EXERCISE:
Give every line of the items below as a Markdown table with two columns, No. for the row number and Line for the line itself, and skip any blank lines. Leave the pictures out of your answer.

A block of data
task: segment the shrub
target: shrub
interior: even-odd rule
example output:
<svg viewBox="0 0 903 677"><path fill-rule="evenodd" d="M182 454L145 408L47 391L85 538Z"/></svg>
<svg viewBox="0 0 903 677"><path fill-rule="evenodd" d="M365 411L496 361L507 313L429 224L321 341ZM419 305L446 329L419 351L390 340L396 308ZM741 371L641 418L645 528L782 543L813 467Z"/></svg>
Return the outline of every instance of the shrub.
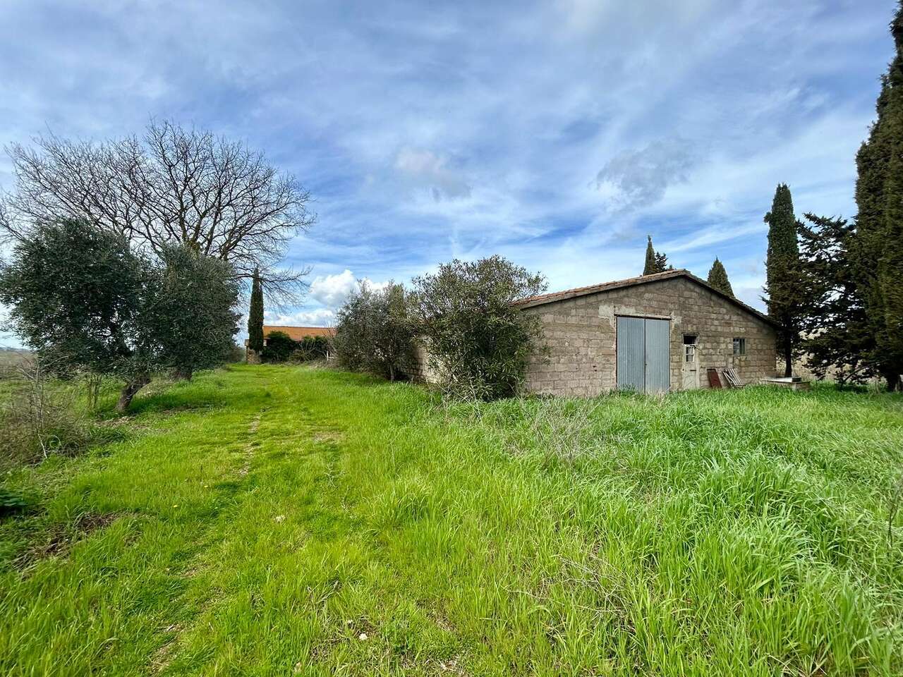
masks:
<svg viewBox="0 0 903 677"><path fill-rule="evenodd" d="M53 383L37 359L19 374L0 404L0 468L74 454L88 446L96 430L75 406L74 384Z"/></svg>
<svg viewBox="0 0 903 677"><path fill-rule="evenodd" d="M414 322L405 287L389 282L373 290L365 283L338 312L333 347L339 364L389 380L403 376L414 355Z"/></svg>
<svg viewBox="0 0 903 677"><path fill-rule="evenodd" d="M322 359L330 349L330 339L325 336L305 336L296 343L294 352L289 356L289 359L293 362Z"/></svg>
<svg viewBox="0 0 903 677"><path fill-rule="evenodd" d="M263 362L284 362L297 347L297 342L284 331L271 331L266 335L266 345L260 359Z"/></svg>
<svg viewBox="0 0 903 677"><path fill-rule="evenodd" d="M237 315L228 264L186 246L157 259L82 220L41 223L0 265L0 302L24 342L61 373L126 381L128 408L157 369L182 376L226 359Z"/></svg>
<svg viewBox="0 0 903 677"><path fill-rule="evenodd" d="M544 348L539 317L512 302L544 292L545 278L496 255L455 259L415 278L414 287L430 366L446 389L484 400L514 394L530 354Z"/></svg>

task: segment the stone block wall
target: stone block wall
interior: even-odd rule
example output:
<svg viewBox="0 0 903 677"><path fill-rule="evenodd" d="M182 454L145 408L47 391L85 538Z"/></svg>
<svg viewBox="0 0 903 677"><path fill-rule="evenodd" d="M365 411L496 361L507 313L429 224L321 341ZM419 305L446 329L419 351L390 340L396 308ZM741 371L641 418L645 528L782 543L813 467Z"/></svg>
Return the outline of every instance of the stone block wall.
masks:
<svg viewBox="0 0 903 677"><path fill-rule="evenodd" d="M707 367L732 366L743 383L776 375L777 340L768 322L685 277L621 287L526 308L542 318L547 357L527 369L526 390L559 395L596 395L617 386L617 316L670 320L671 390L683 388L684 335L695 334L698 385ZM733 338L746 338L746 355L733 355ZM723 376L721 376L723 380Z"/></svg>

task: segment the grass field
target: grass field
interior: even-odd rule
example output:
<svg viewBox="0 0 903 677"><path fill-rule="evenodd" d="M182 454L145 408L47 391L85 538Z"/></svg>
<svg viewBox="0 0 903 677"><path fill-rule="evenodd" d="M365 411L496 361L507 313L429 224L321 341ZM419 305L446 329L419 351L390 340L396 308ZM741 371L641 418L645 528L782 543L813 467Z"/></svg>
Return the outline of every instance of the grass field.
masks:
<svg viewBox="0 0 903 677"><path fill-rule="evenodd" d="M135 410L5 479L0 673L903 672L898 395L242 366Z"/></svg>

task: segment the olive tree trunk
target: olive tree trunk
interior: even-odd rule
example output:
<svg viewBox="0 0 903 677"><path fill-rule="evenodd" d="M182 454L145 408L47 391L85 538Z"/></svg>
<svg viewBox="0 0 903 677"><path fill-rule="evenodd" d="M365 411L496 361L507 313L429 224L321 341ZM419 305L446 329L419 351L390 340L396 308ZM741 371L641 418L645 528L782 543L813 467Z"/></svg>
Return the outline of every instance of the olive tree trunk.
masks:
<svg viewBox="0 0 903 677"><path fill-rule="evenodd" d="M128 409L128 405L132 403L132 398L135 397L135 394L150 382L151 376L149 374L139 374L126 381L122 391L119 393L119 401L116 403L116 410L119 413L126 412Z"/></svg>

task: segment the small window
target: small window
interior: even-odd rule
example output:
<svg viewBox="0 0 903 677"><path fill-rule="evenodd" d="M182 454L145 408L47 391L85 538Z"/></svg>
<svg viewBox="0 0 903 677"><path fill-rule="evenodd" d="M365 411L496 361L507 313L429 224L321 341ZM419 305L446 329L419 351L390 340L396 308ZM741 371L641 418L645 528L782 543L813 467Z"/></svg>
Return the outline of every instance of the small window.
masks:
<svg viewBox="0 0 903 677"><path fill-rule="evenodd" d="M696 335L684 334L684 361L696 361Z"/></svg>

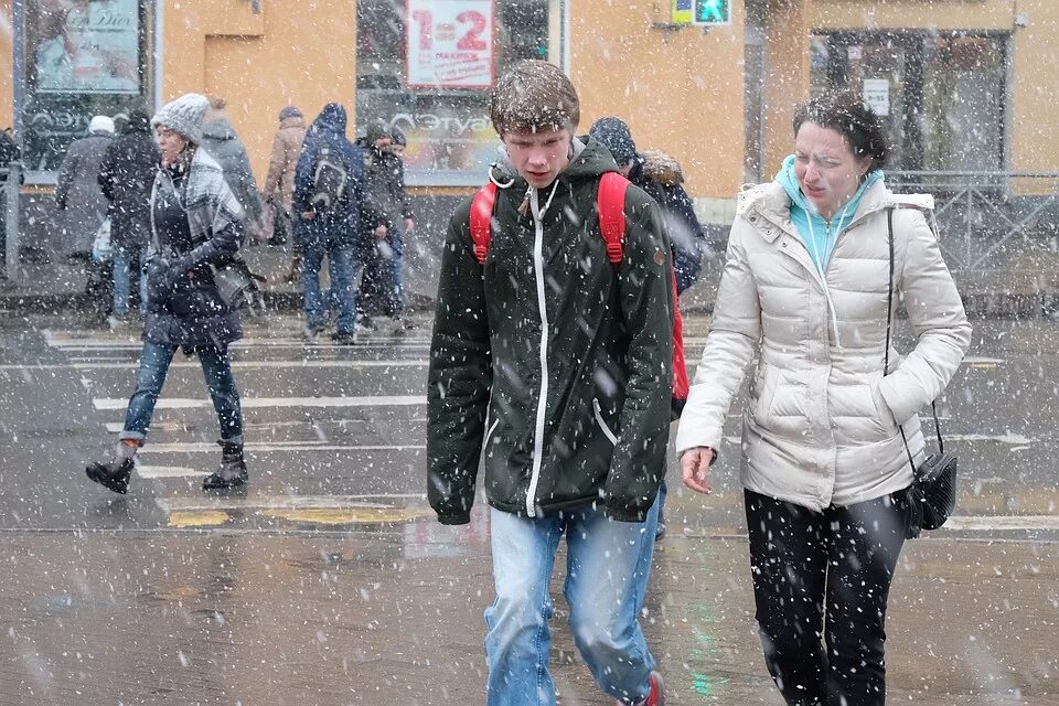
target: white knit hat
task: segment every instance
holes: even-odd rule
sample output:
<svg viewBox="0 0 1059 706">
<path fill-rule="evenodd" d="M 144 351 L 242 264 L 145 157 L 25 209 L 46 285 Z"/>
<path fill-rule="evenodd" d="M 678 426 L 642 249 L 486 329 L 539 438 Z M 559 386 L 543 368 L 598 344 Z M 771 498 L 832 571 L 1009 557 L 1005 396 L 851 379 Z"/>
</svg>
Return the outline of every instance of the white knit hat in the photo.
<svg viewBox="0 0 1059 706">
<path fill-rule="evenodd" d="M 105 115 L 97 115 L 88 122 L 88 135 L 96 132 L 108 132 L 114 135 L 114 120 Z"/>
<path fill-rule="evenodd" d="M 210 107 L 210 99 L 197 93 L 188 93 L 167 103 L 151 118 L 151 129 L 164 126 L 180 132 L 197 145 L 202 141 L 202 119 Z"/>
</svg>

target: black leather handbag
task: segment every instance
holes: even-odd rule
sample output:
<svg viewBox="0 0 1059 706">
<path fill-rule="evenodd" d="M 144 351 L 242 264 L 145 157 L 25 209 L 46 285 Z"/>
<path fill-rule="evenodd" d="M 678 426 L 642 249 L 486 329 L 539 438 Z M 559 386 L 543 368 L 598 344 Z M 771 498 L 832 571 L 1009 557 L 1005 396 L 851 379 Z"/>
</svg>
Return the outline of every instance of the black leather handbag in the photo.
<svg viewBox="0 0 1059 706">
<path fill-rule="evenodd" d="M 882 376 L 890 373 L 890 327 L 894 319 L 894 210 L 886 212 L 886 231 L 890 248 L 890 271 L 886 297 L 886 352 L 882 355 Z M 938 452 L 930 453 L 916 466 L 912 452 L 908 448 L 903 427 L 898 427 L 908 463 L 912 467 L 912 484 L 906 493 L 907 522 L 905 537 L 914 539 L 923 530 L 937 530 L 945 524 L 956 507 L 956 457 L 945 453 L 945 442 L 941 438 L 941 424 L 938 409 L 930 403 L 934 416 L 934 432 L 938 435 Z"/>
</svg>

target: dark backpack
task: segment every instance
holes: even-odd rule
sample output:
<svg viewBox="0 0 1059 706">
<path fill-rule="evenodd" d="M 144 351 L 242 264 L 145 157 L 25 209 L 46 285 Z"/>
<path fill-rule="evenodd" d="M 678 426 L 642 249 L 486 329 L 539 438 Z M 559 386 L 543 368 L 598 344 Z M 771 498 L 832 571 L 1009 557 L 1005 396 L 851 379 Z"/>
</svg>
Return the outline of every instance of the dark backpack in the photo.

COMPLETE ANSWER:
| No. | Line |
|---|---|
| 1 | task: segment the shrub |
| 2 | target: shrub |
| 3 | interior: even-odd rule |
| 4 | example output: |
| 5 | <svg viewBox="0 0 903 677"><path fill-rule="evenodd" d="M182 454L145 408L47 391L85 538Z"/></svg> |
| 6 | <svg viewBox="0 0 903 677"><path fill-rule="evenodd" d="M365 411L496 361L507 313L429 224L321 341ZM419 305L446 329L419 351L390 340L396 308ZM741 371L641 418L645 528L782 543L813 467Z"/></svg> |
| 7 | Return the outline of every instance of the shrub. |
| 8 | masks: |
| 9 | <svg viewBox="0 0 903 677"><path fill-rule="evenodd" d="M53 383L37 359L19 374L0 404L0 468L74 454L88 446L96 430L75 406L74 384Z"/></svg> |
| 10 | <svg viewBox="0 0 903 677"><path fill-rule="evenodd" d="M414 322L405 287L389 282L373 290L365 283L338 312L333 347L339 364L389 380L403 376L414 355Z"/></svg> |
| 11 | <svg viewBox="0 0 903 677"><path fill-rule="evenodd" d="M322 359L330 349L330 339L325 336L305 336L296 343L294 352L289 356L289 359L293 362Z"/></svg> |
| 12 | <svg viewBox="0 0 903 677"><path fill-rule="evenodd" d="M263 362L284 362L297 347L297 342L284 331L271 331L266 335L266 345L260 359Z"/></svg> |
| 13 | <svg viewBox="0 0 903 677"><path fill-rule="evenodd" d="M237 315L228 264L186 246L157 259L82 220L41 223L0 265L0 302L24 342L61 373L126 381L128 408L157 369L182 376L226 359Z"/></svg> |
| 14 | <svg viewBox="0 0 903 677"><path fill-rule="evenodd" d="M544 348L539 317L512 302L544 292L545 278L496 255L455 259L415 278L414 287L430 366L446 389L484 400L514 394L530 354Z"/></svg> |
| 15 | task: segment the stone block wall |
| 16 | target: stone block wall |
| 17 | interior: even-odd rule |
| 18 | example output: |
| 19 | <svg viewBox="0 0 903 677"><path fill-rule="evenodd" d="M182 454L145 408L47 391L85 538Z"/></svg> |
| 20 | <svg viewBox="0 0 903 677"><path fill-rule="evenodd" d="M365 411L496 361L507 313L429 224L321 341ZM419 305L446 329L419 351L390 340L396 308ZM741 371L641 418L645 528L782 543L813 467Z"/></svg> |
| 21 | Return the outline of every instance of the stone block wall. |
| 22 | masks: |
| 23 | <svg viewBox="0 0 903 677"><path fill-rule="evenodd" d="M707 367L732 366L743 383L776 375L777 340L768 322L685 277L621 287L526 308L542 318L547 357L527 369L526 390L559 395L596 395L617 386L617 316L670 320L671 390L683 388L684 335L695 334L698 385ZM733 338L746 338L746 355L733 355ZM723 376L721 376L723 380Z"/></svg> |
| 24 | task: segment the grass field |
| 25 | target: grass field |
| 26 | interior: even-odd rule |
| 27 | example output: |
| 28 | <svg viewBox="0 0 903 677"><path fill-rule="evenodd" d="M182 454L145 408L47 391L85 538Z"/></svg> |
| 29 | <svg viewBox="0 0 903 677"><path fill-rule="evenodd" d="M365 411L496 361L507 313L429 224L321 341ZM419 305L446 329L419 351L390 340L396 308ZM741 371L641 418L645 528L782 543L813 467Z"/></svg> |
| 30 | Return the outline of every instance of the grass field. |
| 31 | masks: |
| 32 | <svg viewBox="0 0 903 677"><path fill-rule="evenodd" d="M135 410L5 479L0 673L903 672L898 395L242 366Z"/></svg> |
| 33 | task: segment the olive tree trunk |
| 34 | target: olive tree trunk |
| 35 | interior: even-odd rule |
| 36 | example output: |
| 37 | <svg viewBox="0 0 903 677"><path fill-rule="evenodd" d="M182 454L145 408L47 391L85 538Z"/></svg> |
| 38 | <svg viewBox="0 0 903 677"><path fill-rule="evenodd" d="M365 411L496 361L507 313L429 224L321 341ZM419 305L446 329L419 351L390 340L396 308ZM741 371L641 418L645 528L782 543L813 467Z"/></svg> |
| 39 | Return the outline of every instance of the olive tree trunk. |
| 40 | masks: |
| 41 | <svg viewBox="0 0 903 677"><path fill-rule="evenodd" d="M128 409L128 405L132 403L132 398L135 397L135 394L150 382L151 376L149 374L139 374L126 381L122 391L119 393L119 401L116 403L116 410L119 413L126 412Z"/></svg> |
| 42 | task: segment the small window |
| 43 | target: small window |
| 44 | interior: even-odd rule |
| 45 | example output: |
| 46 | <svg viewBox="0 0 903 677"><path fill-rule="evenodd" d="M182 454L145 408L47 391L85 538Z"/></svg> |
| 47 | <svg viewBox="0 0 903 677"><path fill-rule="evenodd" d="M365 411L496 361L507 313L429 224L321 341ZM419 305L446 329L419 351L390 340L396 308ZM741 371L641 418L645 528L782 543L813 467Z"/></svg> |
| 48 | Return the outline of every instance of the small window. |
| 49 | masks: |
| 50 | <svg viewBox="0 0 903 677"><path fill-rule="evenodd" d="M696 335L684 334L684 361L696 361Z"/></svg> |
| 51 | target: white knit hat |
| 52 | task: segment every instance |
| 53 | holes: even-odd rule |
| 54 | sample output: |
| 55 | <svg viewBox="0 0 1059 706"> |
| 56 | <path fill-rule="evenodd" d="M 144 351 L 242 264 L 145 157 L 25 209 L 46 285 Z"/> |
| 57 | <path fill-rule="evenodd" d="M 678 426 L 642 249 L 486 329 L 539 438 Z M 559 386 L 543 368 L 598 344 Z M 771 498 L 832 571 L 1009 557 L 1005 396 L 851 379 Z"/> |
| 58 | </svg> |
| 59 | Return the outline of every instance of the white knit hat in the photo. |
| 60 | <svg viewBox="0 0 1059 706"> |
| 61 | <path fill-rule="evenodd" d="M 105 115 L 97 115 L 88 122 L 88 135 L 96 132 L 108 132 L 114 135 L 114 120 Z"/> |
| 62 | <path fill-rule="evenodd" d="M 210 107 L 210 99 L 197 93 L 188 93 L 167 103 L 151 118 L 151 129 L 164 126 L 180 132 L 197 145 L 202 141 L 202 119 Z"/> |
| 63 | </svg> |
| 64 | target: black leather handbag |
| 65 | task: segment every instance |
| 66 | holes: even-odd rule |
| 67 | sample output: |
| 68 | <svg viewBox="0 0 1059 706"> |
| 69 | <path fill-rule="evenodd" d="M 144 351 L 242 264 L 145 157 L 25 209 L 46 285 Z"/> |
| 70 | <path fill-rule="evenodd" d="M 678 426 L 642 249 L 486 329 L 539 438 Z M 559 386 L 543 368 L 598 344 Z M 771 498 L 832 571 L 1009 557 L 1005 396 L 851 379 Z"/> |
| 71 | </svg> |
| 72 | Return the outline of every instance of the black leather handbag in the photo. |
| 73 | <svg viewBox="0 0 1059 706"> |
| 74 | <path fill-rule="evenodd" d="M 882 376 L 890 373 L 890 327 L 894 319 L 894 210 L 886 212 L 886 231 L 890 248 L 890 271 L 886 297 L 886 352 L 882 355 Z M 938 452 L 930 453 L 916 466 L 912 452 L 908 448 L 903 427 L 898 427 L 908 463 L 912 467 L 912 484 L 906 493 L 907 522 L 905 537 L 914 539 L 923 530 L 937 530 L 945 524 L 956 507 L 956 457 L 945 453 L 945 442 L 941 438 L 941 424 L 938 409 L 930 403 L 934 416 L 934 432 L 938 435 Z"/> |
| 75 | </svg> |
| 76 | target: dark backpack |
| 77 | task: segment every instance |
| 78 | holes: even-odd rule |
| 79 | sample output: |
| 80 | <svg viewBox="0 0 1059 706"> |
| 81 | <path fill-rule="evenodd" d="M 144 351 L 242 264 L 145 157 L 25 209 L 46 285 Z"/> |
| 82 | <path fill-rule="evenodd" d="M 678 426 L 642 249 L 486 329 L 539 438 Z M 559 386 L 543 368 L 598 344 Z M 771 498 L 832 571 L 1009 557 L 1005 396 L 851 379 Z"/> |
| 83 | </svg> |
| 84 | Return the outline of every instance of the dark backpack in the photo. |